>> BEGIN Extracted records
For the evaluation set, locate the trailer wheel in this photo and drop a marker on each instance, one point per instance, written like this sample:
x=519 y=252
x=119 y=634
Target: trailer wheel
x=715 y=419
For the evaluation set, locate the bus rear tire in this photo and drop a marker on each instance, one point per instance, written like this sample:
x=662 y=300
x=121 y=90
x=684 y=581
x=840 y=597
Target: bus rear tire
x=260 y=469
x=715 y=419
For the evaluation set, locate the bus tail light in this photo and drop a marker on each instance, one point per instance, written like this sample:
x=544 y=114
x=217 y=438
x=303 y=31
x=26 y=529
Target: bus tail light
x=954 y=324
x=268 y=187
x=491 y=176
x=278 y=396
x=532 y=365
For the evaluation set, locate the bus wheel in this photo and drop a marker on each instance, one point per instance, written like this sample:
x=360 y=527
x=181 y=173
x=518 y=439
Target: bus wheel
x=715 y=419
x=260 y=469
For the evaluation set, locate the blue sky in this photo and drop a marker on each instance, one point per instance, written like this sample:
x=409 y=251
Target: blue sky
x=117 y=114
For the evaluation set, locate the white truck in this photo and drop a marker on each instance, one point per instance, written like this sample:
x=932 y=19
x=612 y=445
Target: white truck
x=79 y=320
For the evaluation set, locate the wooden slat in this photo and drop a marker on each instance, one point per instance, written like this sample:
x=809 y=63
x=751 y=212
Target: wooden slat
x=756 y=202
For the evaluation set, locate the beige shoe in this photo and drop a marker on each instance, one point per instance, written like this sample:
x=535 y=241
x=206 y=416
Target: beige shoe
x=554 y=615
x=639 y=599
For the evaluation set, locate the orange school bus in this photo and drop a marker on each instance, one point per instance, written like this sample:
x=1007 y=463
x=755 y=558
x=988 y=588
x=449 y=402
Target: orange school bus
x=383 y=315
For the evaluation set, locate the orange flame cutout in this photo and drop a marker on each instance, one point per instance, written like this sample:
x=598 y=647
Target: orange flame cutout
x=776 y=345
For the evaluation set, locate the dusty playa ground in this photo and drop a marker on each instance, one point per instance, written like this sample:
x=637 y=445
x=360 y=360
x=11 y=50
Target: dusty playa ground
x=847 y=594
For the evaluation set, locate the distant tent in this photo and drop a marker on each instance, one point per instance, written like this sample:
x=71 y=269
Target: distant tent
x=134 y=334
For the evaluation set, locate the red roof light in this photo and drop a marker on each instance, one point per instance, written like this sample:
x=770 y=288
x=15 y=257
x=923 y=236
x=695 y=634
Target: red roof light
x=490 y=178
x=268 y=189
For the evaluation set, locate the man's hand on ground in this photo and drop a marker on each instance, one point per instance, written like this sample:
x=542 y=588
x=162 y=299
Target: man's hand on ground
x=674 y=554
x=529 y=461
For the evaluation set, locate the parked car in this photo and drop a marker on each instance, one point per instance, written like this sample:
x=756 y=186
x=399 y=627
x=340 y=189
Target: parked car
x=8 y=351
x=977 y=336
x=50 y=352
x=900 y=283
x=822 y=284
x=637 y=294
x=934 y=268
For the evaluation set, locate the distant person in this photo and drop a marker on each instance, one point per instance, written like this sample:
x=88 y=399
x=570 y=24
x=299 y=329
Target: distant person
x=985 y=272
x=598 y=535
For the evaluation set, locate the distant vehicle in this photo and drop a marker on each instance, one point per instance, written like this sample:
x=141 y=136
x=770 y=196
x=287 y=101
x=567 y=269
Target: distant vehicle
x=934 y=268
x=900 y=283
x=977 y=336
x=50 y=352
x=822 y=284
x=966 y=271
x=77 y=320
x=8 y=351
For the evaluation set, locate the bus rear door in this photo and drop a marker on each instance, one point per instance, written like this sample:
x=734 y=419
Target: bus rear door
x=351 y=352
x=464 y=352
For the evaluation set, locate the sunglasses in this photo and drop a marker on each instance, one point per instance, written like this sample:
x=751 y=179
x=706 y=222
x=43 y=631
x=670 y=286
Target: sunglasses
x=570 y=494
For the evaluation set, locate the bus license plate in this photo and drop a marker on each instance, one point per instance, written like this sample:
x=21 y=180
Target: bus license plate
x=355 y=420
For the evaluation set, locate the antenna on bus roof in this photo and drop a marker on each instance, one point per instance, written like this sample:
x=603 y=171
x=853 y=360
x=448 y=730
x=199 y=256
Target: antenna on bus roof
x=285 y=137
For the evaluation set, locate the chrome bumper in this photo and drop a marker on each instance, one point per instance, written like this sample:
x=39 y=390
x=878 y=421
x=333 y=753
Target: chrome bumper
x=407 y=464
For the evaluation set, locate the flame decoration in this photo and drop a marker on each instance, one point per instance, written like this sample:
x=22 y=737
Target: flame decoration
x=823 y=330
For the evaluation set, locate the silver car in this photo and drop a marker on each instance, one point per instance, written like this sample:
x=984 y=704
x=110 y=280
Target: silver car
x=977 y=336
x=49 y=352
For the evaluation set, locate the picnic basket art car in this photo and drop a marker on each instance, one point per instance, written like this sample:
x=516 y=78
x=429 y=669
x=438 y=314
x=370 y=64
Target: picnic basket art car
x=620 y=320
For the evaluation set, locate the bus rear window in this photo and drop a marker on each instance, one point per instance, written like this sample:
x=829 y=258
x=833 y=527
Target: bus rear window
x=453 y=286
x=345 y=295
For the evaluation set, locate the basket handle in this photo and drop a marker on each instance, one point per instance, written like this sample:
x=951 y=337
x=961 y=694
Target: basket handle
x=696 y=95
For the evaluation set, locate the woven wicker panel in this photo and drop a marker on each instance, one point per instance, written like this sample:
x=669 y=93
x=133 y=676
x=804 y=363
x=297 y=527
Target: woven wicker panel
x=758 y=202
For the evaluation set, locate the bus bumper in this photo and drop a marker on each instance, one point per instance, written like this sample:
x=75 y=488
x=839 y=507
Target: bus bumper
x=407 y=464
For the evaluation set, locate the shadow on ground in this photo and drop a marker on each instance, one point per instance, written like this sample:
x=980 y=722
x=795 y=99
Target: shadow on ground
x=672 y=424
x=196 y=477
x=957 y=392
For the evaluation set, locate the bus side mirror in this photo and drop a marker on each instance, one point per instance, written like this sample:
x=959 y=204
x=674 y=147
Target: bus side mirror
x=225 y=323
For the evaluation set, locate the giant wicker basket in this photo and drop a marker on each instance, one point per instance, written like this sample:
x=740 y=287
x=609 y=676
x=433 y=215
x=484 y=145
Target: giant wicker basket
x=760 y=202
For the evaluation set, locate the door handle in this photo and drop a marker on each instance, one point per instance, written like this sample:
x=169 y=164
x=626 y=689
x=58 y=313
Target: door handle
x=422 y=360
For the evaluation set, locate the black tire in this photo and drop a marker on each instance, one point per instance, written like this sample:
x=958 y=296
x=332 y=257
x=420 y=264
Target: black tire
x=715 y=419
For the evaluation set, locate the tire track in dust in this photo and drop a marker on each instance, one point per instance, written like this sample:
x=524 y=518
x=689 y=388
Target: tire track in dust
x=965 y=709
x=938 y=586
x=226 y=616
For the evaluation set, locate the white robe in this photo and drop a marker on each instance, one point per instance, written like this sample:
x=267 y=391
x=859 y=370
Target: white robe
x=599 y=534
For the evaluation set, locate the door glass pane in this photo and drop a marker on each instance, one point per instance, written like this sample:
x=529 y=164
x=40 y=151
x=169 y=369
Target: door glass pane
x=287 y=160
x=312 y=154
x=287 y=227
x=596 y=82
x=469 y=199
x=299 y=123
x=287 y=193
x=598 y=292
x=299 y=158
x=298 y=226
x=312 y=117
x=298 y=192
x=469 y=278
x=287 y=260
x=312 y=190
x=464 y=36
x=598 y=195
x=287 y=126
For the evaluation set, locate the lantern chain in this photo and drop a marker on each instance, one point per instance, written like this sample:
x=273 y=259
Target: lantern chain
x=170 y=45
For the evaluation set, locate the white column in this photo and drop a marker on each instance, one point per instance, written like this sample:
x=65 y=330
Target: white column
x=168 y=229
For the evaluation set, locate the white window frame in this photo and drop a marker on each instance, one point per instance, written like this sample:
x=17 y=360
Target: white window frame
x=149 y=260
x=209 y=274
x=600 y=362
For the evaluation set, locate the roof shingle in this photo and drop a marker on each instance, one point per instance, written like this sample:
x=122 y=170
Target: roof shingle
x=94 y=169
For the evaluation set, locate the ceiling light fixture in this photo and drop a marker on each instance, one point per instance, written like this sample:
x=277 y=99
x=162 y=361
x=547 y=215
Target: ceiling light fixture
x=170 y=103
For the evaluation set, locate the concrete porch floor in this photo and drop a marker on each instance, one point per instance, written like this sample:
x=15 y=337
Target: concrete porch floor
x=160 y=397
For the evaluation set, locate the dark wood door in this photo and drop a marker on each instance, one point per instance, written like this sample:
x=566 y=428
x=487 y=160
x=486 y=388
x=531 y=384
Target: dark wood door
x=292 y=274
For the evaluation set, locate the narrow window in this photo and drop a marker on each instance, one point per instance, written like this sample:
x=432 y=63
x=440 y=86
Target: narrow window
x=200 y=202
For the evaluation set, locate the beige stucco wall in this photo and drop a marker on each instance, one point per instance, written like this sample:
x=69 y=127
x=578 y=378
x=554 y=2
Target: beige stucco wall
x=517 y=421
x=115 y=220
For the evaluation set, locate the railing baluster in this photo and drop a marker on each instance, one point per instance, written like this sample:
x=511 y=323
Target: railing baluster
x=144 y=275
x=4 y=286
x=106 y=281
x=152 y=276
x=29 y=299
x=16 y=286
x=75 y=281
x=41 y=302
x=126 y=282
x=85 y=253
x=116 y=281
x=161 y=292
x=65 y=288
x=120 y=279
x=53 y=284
>> END Extracted records
**Work to be completed**: Reproduce everything from the line containing "For the evaluation set, locate the bus bumper" down to the line containing "x=225 y=323", with every occurrence of "shadow on ground" renamed to "ground shadow" and all else unchanged.

**Final result**:
For the evaluation set, locate the bus bumper in this photo and drop a marker on each instance, one point per instance, written like this sample:
x=75 y=488
x=839 y=507
Target: bus bumper
x=407 y=464
For the evaluation set, locate the ground shadow in this photo and drop a marker on each instance, one point per instance, written like this sample:
x=980 y=722
x=795 y=99
Target: ground shadow
x=672 y=424
x=196 y=477
x=957 y=392
For the evaluation set, locate the bus side mirror in this photo and drop a marker on each instance, one point per instance, written like this sample:
x=959 y=204
x=674 y=147
Target: bus side mirror
x=225 y=323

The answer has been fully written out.